Currently, Vesna, a Human Rights Center which provides legal advice and reports on human rights concerns faces dissolution in a case before the Supreme Court of Belarus. Other NGOs have received warnings that subject them to possible closure.
Mr. Chairman, respect for non-governmental organizations is enshrined in OSCE commitments. In Copenhagen in 1990, participating States pledged to "ensure that individuals are permitted to exercise the right to association, including the right to form, join and participate effectively in non-governmental organizations which seek the promotion and protection of human rights and fundamental freedoms, including trade unions and human rights monitoring groups." More recently, in the Charter for European Security adopted at the OSCE Summit in Istanbul in 1999, participating States went a step further, by pledging to "enhance the ability of NGOs to make their full contribution to the further development of civil society and respect for human rights and fundamental freedoms."
The assault on the NGO community in Belarus flies in the face of these commitments. No doubt, Belarus will want to argue it is simply complying with Belarusian law. That defense is unacceptable. If, in fact, there are laws that exist in Belarus and, applied properly, allow for a campaign of this kind, there is either a serious problem with the laws or their implementation. Either way, it is simply not tenable for Belarus to contend it is meeting its OSCE obligations to respect NGOs in the face of a campaign of this scale against them.
We urge Belarus to cease its attacks on NGOs and to allow them to make their invaluable contribution to Belarusian society. Belarus can take the first step by dismissing the case against Vesna. That should be quickly followed by decisions to reverse the closure of the other groups closed in recent months and to uphold media freedoms.
Mr. Chairman, Belarus is isolating itself and that is not in any one`s interest, not in its own, not in that of the United States, nor in any State gathered round this table. But only Belarus can overcome this plight by manifesting, in action, its respect for the principles of democracy and human rights enshrined in OSCE commitments. The OSCE`s Office in Minsk and ODIHR can provide valuable assistance. But, ultimately, the potential for genuine, substantive progress resides in the political will of the Belarusian.

▸ ROWS
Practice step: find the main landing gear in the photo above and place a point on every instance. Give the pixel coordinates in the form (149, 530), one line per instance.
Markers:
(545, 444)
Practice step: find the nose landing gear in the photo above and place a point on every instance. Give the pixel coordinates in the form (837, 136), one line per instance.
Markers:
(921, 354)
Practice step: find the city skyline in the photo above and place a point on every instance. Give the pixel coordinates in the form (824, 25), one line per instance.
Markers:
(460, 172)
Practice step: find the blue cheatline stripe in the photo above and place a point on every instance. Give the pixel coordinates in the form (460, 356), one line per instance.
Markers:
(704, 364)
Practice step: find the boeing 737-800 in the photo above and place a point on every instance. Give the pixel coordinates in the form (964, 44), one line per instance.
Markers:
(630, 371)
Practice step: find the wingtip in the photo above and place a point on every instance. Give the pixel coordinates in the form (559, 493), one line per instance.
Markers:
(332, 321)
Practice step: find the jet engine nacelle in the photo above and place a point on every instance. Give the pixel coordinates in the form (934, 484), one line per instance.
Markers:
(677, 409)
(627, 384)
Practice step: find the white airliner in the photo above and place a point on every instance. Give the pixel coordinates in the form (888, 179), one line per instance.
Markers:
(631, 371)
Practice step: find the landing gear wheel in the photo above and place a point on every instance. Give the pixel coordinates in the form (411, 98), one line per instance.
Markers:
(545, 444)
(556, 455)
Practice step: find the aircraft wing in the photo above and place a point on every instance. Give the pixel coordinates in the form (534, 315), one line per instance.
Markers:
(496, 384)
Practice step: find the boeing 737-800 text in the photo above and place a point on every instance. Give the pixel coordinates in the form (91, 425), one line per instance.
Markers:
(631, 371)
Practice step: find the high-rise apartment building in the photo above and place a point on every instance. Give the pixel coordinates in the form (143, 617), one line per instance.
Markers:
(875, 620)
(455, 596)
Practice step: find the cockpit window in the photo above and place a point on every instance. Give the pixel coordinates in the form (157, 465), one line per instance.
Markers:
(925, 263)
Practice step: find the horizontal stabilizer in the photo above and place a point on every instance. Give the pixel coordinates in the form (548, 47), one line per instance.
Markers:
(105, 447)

▸ WHAT THE TASK REQUIRES
In the statement on Belarus, what does it name as the first step Belarus can take?

▸ IN RESPONSE
Dismissing the case against Vesna.